GOAL 1 | In the text on convolutional neural networks, why does the formula for running a one-dimensional convolution with 2D algorithms include a second dimension? Answer in one to three sentences.

PROVIDED TEXT |
-- start --

As presented in FIG. 1, neural networks N in the form of a CNN essentially consist of Convolutional Layers that extract features (Feature Extractor) and subsequent Fully Connected Layers that then use the extracted features to perform classification. A typical method to process data, e.g., image data, in the network N shown in FIG. 1 comprises providing a data cube B, which may contain image data or other measured data, to a first layer K1 of the neural network N, from the data cube B, by means of said first layer K1, determining a first bundle B1 of feature maps Mn, each feature map Mn comprising an array of features M, from the first bundle B1 of feature maps Mn, in an output layer A of the neural network N, and determining at least one classifier C to classify said data cube B in a set of pre-defined feature classes. The main mathematical component of a convolutional layer for obtaining said features is the mathematical operation of convolution. For two-dimensional input data, a two-dimensional convolution may be expressed in the form of

M ⁡ ( i , j ) = ( B * K ) ⁢ ( i , j ) = ∑ m ∑ n B ⁡ ( m , n ) ⁢ K ⁡ ( i - m , j - n ) ,

    • using a kernel K to carry out the convolution and hence to arrive at a feature map M. Usually, symmetrical kernel sizes are used for image processing, e.g. 3×3, 5×5, 7×7, etc. If only a convolution along one dimension is desired, e.g., along the spectral axis, the following description applies:

M ⁡ ( i ) = ( B * K ) ⁢ ( i ) = ∑ m B ⁡ ( m ) ⁢ K ⁡ ( i - m ) .

Here, a one-dimensional convolution may be performed with algorithms for 2D convolutions by using an asymmetric kernel K in which one dimension is equal to 1, e.g. 1×3, 1×5, 1×7 etc. The formula then corresponds to the following, where a second dimension is only introduced to allow the application of 2D-algorithms:

M ⁡ ( i , j ) = ( B * K ) ⁢ ( i , j ) = ∑ m B ⁡ ( m , n ) ⁢ K ⁡ ( i - m , j )

Within the scope of the present disclosure, it was found that, in particular by transferring the convolution operations from 2D to 1D, but by still applying algorithms for two-dimensional convolution, a significant improvement with regards to efficiency and performance of the CNN can be achieved.

With regards to FIG. 1, this procedure may be described as carrying out a first one-dimensional convolution in the first layer K1, in order to determine the first bundle B1 of feature maps Mn, convoluting a first one-dimensional filter kernel K11 with a first one-dimensional data vector D1 extracted from the data cube B, and in addition and in parallel to the first one-dimensional convolution, carrying out a second one-dimensional convolution in the first layer K1, convoluting a second one-dimensional filter kernel K12 with the one-dimensional data vector D1 extracted from the data cube B. As will be explained in detail later, the present disclosure is of course not limited to just two parallel convolution operations. In some embodiments, a multiple of parallel one-dimensional convolutions may be carried out instead of an original two-dimensional convolution, depending on how many feature maps M are to be computed.

-- end --

THE INPUT |
-- start --

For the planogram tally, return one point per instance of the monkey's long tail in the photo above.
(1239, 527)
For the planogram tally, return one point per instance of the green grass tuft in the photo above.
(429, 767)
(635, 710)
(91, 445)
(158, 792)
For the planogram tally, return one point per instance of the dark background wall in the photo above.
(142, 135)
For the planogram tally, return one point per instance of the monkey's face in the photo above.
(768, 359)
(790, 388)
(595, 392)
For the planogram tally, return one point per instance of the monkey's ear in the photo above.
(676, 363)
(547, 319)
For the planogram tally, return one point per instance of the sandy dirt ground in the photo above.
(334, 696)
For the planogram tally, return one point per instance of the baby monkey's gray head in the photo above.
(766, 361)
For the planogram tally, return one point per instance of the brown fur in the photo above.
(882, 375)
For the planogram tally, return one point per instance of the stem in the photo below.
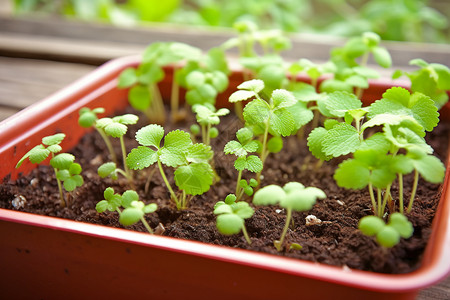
(149, 229)
(413, 192)
(172, 193)
(372, 198)
(286, 226)
(108, 144)
(247, 238)
(61, 195)
(400, 193)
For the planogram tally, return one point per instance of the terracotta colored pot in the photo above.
(50, 258)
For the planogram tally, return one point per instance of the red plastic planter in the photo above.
(50, 258)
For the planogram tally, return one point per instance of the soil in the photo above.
(336, 242)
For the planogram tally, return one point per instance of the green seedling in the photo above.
(293, 197)
(431, 79)
(134, 210)
(88, 118)
(387, 235)
(231, 216)
(66, 170)
(241, 148)
(193, 174)
(144, 94)
(117, 127)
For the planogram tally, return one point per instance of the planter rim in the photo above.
(437, 267)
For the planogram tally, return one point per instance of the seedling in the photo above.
(387, 235)
(293, 197)
(117, 128)
(193, 174)
(231, 216)
(241, 148)
(88, 118)
(432, 80)
(66, 170)
(134, 210)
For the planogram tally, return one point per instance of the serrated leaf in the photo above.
(62, 161)
(195, 178)
(254, 85)
(340, 140)
(229, 224)
(141, 157)
(150, 135)
(241, 95)
(53, 139)
(130, 216)
(338, 103)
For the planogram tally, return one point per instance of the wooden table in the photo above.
(39, 57)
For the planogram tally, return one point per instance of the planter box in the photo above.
(61, 259)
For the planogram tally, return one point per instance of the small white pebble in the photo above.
(19, 201)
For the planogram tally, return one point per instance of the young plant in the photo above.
(117, 127)
(193, 174)
(88, 118)
(241, 148)
(293, 197)
(387, 235)
(231, 216)
(66, 170)
(134, 210)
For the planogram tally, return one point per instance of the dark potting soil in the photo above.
(337, 241)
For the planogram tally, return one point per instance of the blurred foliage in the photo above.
(401, 20)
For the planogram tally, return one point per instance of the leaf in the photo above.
(269, 195)
(141, 157)
(195, 178)
(127, 78)
(340, 140)
(175, 144)
(62, 161)
(254, 85)
(241, 96)
(338, 103)
(53, 139)
(229, 224)
(150, 135)
(130, 216)
(398, 101)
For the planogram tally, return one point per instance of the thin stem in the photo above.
(108, 144)
(286, 226)
(247, 238)
(149, 229)
(400, 193)
(372, 198)
(413, 192)
(172, 193)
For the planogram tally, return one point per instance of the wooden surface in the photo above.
(37, 59)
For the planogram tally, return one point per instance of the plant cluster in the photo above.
(382, 142)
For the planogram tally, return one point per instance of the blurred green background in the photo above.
(399, 20)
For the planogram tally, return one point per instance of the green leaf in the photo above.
(141, 157)
(62, 161)
(130, 216)
(229, 224)
(150, 135)
(338, 103)
(175, 144)
(127, 78)
(269, 195)
(352, 174)
(341, 140)
(139, 97)
(195, 178)
(53, 139)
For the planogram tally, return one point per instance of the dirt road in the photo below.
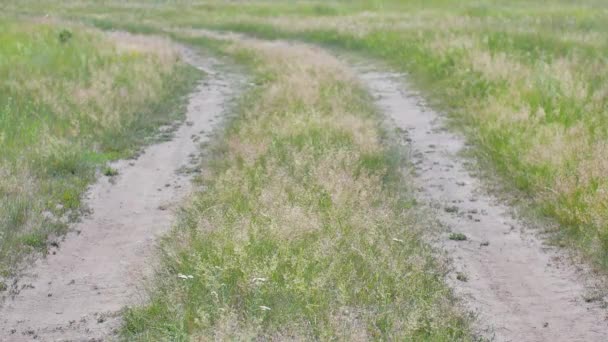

-- end --

GOAL 2 | Please extract every line of the rows above that contains the word "wooden". Case counts.

RESPONSE 1 | The second dimension is introduced only so that 2D convolution algorithms can be applied. The one-dimensional convolution is then carried out with an asymmetric kernel K in which one dimension is equal to 1, such as 1×3, 1×5 or 1×7.

RESPONSE 2 |
For the planogram tally, return one point per instance of the wooden table in the photo above.
For the planogram tally, return one point per instance of the wooden surface in the photo above.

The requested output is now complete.